• [Task requirements]
In the entries below, find the line containing "like x=279 y=445.". Copy it and all lines after it, exactly, through the end.

• [Extracted entries]
▼

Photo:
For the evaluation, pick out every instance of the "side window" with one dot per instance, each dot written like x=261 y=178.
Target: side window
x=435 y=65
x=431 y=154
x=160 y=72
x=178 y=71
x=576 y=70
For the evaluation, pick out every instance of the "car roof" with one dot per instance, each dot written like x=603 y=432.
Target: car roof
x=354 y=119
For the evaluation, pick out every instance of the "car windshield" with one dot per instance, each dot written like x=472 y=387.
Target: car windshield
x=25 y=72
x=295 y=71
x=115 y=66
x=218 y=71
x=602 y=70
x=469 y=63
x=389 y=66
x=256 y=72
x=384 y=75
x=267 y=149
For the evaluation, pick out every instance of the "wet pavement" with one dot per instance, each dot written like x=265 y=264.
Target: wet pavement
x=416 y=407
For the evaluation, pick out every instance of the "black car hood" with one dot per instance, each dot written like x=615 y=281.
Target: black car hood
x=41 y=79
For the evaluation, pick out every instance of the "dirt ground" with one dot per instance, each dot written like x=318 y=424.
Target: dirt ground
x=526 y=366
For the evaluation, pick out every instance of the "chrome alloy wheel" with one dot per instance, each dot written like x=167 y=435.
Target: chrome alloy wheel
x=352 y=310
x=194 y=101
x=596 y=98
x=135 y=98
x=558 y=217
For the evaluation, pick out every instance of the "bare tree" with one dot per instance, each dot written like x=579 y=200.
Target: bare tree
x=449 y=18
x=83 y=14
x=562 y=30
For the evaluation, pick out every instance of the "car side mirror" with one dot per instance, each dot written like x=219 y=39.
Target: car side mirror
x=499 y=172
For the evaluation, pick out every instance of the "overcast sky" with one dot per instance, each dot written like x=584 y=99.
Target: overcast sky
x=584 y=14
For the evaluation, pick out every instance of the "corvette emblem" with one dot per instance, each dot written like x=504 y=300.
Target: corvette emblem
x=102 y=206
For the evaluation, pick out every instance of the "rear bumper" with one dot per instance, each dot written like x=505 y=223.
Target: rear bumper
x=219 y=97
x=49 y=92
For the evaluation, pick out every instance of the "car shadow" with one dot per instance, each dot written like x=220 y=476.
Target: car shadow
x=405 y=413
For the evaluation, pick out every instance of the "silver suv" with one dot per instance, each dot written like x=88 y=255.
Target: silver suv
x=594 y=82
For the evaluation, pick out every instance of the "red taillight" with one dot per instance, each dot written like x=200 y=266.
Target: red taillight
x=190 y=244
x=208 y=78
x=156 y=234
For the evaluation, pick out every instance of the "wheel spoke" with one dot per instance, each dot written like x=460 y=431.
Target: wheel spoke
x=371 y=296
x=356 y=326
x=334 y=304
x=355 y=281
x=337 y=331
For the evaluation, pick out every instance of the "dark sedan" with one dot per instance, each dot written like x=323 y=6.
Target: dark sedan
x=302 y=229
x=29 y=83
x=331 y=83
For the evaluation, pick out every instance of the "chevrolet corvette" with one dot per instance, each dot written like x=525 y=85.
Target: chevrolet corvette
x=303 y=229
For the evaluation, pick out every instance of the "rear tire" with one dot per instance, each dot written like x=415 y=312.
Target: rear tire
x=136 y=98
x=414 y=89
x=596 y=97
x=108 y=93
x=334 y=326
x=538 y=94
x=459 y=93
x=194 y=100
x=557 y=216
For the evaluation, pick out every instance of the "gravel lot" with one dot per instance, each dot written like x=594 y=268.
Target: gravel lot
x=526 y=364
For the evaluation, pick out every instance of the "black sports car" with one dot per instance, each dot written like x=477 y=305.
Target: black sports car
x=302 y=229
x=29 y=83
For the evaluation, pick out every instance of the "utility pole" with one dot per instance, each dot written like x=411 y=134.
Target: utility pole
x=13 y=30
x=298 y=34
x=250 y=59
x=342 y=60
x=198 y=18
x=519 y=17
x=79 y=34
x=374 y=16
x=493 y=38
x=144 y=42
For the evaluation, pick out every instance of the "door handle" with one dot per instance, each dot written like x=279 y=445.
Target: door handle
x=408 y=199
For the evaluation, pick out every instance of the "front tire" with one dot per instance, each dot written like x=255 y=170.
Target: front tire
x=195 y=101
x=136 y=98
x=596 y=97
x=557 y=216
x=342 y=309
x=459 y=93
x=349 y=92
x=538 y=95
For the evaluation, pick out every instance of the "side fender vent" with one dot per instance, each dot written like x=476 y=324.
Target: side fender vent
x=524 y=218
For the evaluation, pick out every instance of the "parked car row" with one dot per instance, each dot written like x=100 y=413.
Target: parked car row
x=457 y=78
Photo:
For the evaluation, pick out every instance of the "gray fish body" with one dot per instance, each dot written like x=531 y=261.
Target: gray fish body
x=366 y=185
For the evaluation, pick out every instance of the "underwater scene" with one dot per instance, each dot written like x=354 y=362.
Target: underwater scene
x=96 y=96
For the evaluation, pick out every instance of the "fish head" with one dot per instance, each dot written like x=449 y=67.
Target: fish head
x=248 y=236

▲

• [Response to this task]
For the evaluation, pick out every instance of the "door handle" with one dot per instance, each dot written like x=279 y=445.
Target: door handle
x=408 y=199
For the evaluation, pick out every instance of the "front tire" with one dot per instance, each dot written like x=255 y=170.
Target: front tire
x=195 y=101
x=136 y=98
x=596 y=97
x=557 y=216
x=342 y=309
x=459 y=93
x=349 y=92
x=538 y=95
For the evaluation, pick out every instance of the "side fender vent" with one dot per instance, each dot written like x=476 y=324.
Target: side fender vent
x=524 y=218
For the evaluation, pick out every instance of the "parked car row" with one dot per instance, each dot written like x=100 y=413.
Target: parked car row
x=457 y=78
Photo:
For the evaluation, pick out every instance of the "gray fish body" with one dot per instance, each dot written like x=531 y=261.
Target: gray fish body
x=366 y=185
For the evaluation, pick out every instance of the "underwater scene" with one dot per instance, each dot written like x=354 y=362.
Target: underwater scene
x=96 y=96
For the evaluation, pick out every instance of the "fish head" with one dot per instance, each dot written like x=449 y=67.
Target: fish head
x=248 y=236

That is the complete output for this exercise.